## Data to use
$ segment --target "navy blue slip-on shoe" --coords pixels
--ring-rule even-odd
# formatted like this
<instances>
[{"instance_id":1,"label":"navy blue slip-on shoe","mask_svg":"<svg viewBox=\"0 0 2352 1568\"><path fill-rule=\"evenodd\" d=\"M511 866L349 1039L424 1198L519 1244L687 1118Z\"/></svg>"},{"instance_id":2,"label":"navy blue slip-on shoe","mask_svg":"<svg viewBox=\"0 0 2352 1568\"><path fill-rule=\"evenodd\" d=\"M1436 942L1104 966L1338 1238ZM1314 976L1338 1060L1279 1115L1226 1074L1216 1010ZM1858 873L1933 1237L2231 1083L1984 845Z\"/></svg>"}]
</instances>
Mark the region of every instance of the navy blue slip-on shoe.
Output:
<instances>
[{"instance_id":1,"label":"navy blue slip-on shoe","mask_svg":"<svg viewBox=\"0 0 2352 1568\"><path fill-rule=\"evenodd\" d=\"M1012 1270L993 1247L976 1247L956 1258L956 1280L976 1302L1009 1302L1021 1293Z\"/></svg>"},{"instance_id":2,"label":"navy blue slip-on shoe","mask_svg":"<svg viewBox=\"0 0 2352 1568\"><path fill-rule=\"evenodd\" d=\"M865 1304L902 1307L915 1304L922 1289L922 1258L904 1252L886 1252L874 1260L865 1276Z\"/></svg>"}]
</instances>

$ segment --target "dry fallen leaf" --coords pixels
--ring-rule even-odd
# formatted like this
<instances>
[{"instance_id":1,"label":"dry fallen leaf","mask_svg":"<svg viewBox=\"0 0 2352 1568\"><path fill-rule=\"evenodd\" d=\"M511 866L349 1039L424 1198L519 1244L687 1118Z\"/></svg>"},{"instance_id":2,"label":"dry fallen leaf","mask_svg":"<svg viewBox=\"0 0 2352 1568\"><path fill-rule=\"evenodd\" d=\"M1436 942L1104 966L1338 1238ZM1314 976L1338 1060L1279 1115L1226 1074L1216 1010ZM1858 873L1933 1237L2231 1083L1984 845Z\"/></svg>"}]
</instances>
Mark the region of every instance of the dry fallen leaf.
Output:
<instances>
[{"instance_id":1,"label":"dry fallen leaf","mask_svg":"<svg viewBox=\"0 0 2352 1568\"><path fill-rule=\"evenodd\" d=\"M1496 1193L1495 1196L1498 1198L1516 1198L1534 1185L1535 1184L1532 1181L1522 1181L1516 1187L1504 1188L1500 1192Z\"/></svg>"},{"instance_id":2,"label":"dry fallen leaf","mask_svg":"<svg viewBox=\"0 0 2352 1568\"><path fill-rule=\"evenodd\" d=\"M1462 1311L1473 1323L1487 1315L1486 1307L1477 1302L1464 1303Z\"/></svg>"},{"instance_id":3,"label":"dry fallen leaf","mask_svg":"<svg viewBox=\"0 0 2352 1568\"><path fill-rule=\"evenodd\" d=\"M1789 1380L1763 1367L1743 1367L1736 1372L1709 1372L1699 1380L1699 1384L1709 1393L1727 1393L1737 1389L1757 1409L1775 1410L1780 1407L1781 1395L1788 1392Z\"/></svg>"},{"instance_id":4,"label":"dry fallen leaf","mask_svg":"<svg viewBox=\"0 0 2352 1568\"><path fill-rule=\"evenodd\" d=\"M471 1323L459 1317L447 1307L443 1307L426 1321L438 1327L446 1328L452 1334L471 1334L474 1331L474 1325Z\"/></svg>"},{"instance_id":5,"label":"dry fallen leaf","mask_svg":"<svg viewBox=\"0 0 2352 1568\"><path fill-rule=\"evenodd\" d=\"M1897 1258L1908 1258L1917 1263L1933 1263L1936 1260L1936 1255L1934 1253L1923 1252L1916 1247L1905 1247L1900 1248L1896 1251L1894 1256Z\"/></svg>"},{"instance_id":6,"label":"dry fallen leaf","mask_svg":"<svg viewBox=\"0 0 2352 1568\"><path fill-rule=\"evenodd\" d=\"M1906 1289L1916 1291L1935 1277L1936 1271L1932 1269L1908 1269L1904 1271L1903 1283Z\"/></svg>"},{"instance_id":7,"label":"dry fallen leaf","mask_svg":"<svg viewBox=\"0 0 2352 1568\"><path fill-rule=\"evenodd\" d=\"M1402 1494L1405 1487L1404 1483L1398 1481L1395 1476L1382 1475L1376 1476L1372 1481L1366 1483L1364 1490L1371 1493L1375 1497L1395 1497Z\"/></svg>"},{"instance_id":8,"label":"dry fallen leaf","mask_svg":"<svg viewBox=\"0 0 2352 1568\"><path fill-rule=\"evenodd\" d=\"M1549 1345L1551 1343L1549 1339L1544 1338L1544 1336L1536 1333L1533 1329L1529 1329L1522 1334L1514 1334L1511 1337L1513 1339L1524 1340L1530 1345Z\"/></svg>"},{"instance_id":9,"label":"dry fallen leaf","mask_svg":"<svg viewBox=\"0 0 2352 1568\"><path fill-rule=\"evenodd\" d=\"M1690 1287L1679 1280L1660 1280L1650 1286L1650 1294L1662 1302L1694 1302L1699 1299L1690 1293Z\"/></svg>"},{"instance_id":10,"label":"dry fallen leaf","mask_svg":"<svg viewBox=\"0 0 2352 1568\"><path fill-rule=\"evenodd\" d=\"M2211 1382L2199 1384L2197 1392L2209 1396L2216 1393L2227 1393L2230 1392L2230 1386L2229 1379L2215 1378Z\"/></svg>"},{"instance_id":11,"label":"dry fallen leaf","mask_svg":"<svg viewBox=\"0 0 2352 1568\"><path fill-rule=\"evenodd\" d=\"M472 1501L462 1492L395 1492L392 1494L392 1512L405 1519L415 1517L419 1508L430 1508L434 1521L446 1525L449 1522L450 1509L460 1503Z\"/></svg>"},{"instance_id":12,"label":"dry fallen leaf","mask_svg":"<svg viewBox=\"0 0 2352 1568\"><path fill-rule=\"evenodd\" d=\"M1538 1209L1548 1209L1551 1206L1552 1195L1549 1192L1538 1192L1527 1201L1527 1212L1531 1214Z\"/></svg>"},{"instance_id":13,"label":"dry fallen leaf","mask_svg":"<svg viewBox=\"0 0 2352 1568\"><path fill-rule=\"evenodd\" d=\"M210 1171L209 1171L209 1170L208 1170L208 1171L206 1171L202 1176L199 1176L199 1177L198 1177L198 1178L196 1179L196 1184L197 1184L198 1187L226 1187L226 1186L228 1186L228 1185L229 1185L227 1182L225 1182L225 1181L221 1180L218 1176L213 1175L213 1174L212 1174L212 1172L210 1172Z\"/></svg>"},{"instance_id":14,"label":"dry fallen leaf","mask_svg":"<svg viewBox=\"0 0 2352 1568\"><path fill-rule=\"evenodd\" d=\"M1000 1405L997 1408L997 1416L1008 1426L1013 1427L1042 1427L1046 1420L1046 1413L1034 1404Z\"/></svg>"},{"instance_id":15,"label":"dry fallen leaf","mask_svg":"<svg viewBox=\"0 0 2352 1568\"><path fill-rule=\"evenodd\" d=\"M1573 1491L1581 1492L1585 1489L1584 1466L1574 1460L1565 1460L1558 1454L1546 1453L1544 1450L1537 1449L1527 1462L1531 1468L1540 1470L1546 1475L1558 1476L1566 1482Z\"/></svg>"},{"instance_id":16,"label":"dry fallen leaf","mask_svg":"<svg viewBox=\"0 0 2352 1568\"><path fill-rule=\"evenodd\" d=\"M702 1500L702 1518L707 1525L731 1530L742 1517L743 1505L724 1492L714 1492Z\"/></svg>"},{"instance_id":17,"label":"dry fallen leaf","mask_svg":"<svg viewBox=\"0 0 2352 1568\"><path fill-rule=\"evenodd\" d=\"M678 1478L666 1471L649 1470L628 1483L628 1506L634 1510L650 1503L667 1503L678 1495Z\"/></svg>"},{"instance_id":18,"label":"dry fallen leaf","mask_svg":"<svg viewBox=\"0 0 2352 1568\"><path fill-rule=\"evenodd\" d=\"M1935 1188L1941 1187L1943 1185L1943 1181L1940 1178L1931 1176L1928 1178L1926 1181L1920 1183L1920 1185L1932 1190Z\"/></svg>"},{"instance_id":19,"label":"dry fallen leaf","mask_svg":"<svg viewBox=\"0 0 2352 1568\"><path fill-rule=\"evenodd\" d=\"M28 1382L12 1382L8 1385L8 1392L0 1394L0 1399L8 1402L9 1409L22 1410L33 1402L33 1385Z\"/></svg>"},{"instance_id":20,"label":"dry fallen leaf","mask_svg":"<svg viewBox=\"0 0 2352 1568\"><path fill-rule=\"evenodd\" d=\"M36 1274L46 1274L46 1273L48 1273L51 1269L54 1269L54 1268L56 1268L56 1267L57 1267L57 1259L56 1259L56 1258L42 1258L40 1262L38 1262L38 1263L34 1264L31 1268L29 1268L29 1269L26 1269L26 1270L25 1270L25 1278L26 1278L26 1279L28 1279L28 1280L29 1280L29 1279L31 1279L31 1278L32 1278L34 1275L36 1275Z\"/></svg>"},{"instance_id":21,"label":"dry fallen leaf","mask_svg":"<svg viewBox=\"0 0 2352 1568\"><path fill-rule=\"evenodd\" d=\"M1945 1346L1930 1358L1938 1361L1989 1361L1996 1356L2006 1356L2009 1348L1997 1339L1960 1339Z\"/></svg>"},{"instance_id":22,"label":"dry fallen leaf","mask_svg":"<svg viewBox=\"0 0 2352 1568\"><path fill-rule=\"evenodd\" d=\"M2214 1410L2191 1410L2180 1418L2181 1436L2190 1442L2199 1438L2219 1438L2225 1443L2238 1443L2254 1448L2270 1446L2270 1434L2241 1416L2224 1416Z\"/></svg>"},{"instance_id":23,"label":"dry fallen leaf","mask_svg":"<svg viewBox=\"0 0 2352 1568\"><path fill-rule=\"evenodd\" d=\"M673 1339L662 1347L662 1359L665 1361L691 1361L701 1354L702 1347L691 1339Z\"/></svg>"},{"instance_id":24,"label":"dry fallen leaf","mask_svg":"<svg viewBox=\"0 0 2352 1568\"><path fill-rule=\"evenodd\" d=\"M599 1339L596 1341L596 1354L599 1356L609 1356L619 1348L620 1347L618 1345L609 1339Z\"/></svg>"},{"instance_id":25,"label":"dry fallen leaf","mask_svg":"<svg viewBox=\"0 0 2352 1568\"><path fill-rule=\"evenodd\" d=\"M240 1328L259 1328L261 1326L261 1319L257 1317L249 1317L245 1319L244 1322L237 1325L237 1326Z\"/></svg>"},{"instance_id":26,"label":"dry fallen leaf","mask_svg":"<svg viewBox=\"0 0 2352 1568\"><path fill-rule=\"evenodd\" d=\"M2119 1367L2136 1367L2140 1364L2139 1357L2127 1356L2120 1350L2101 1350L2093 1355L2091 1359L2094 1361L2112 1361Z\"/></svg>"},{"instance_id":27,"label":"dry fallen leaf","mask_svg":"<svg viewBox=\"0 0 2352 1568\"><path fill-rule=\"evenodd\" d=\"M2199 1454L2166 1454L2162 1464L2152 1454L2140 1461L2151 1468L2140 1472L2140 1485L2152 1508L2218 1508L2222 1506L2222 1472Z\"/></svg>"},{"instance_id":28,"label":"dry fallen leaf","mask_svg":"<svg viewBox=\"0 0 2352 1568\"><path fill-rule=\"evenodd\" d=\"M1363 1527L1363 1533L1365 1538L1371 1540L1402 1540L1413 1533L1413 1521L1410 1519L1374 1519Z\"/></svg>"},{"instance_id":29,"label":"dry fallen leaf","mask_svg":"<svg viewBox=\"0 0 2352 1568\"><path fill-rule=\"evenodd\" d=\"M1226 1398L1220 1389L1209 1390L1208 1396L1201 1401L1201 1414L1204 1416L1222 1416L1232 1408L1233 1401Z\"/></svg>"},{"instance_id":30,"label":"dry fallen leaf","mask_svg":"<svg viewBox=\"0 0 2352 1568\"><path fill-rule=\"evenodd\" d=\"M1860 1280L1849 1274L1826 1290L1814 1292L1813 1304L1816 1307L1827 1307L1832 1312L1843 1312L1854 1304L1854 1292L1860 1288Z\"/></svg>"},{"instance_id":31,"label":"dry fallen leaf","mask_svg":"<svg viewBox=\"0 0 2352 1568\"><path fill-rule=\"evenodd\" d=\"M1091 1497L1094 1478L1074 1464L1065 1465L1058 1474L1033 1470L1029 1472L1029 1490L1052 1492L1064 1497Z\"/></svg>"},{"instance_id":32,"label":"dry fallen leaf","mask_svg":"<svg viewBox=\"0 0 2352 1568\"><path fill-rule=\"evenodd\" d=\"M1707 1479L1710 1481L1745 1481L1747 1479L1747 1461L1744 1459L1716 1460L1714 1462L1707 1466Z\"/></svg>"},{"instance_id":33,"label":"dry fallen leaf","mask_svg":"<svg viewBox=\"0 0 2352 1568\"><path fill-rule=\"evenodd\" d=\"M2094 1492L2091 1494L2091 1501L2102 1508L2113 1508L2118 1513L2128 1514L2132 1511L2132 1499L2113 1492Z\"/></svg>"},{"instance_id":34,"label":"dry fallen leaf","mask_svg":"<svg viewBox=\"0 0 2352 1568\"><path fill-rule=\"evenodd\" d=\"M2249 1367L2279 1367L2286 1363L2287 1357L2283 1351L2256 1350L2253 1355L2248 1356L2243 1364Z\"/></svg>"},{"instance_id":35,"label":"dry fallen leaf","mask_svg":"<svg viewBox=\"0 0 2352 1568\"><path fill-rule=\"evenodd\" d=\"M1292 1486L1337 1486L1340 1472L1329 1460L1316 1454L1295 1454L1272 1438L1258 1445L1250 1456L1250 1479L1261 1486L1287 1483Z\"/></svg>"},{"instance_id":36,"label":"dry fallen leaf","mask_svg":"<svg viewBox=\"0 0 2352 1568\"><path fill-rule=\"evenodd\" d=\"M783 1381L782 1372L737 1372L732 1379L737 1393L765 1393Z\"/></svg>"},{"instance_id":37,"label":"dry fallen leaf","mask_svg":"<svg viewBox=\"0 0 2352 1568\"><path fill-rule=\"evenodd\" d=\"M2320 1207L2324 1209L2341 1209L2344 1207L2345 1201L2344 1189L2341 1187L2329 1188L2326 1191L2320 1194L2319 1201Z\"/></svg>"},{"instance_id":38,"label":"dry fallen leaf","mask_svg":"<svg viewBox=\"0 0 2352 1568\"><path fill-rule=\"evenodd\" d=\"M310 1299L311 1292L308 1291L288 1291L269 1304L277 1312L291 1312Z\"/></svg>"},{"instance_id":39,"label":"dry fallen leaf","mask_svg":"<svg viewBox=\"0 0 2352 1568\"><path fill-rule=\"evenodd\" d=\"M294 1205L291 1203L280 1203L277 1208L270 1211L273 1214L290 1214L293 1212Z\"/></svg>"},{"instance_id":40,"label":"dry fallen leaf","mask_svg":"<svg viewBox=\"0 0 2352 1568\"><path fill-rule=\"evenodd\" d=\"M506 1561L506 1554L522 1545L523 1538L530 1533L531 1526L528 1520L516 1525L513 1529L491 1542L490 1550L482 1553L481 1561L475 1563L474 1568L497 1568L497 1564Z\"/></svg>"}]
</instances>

## Work instruction
Each line of the data that holds "segment" should be copied.

## Solved problem
$ segment --target "navy blue slip-on shoe" --coords pixels
$ segment --target "dry fallen leaf" --coords pixels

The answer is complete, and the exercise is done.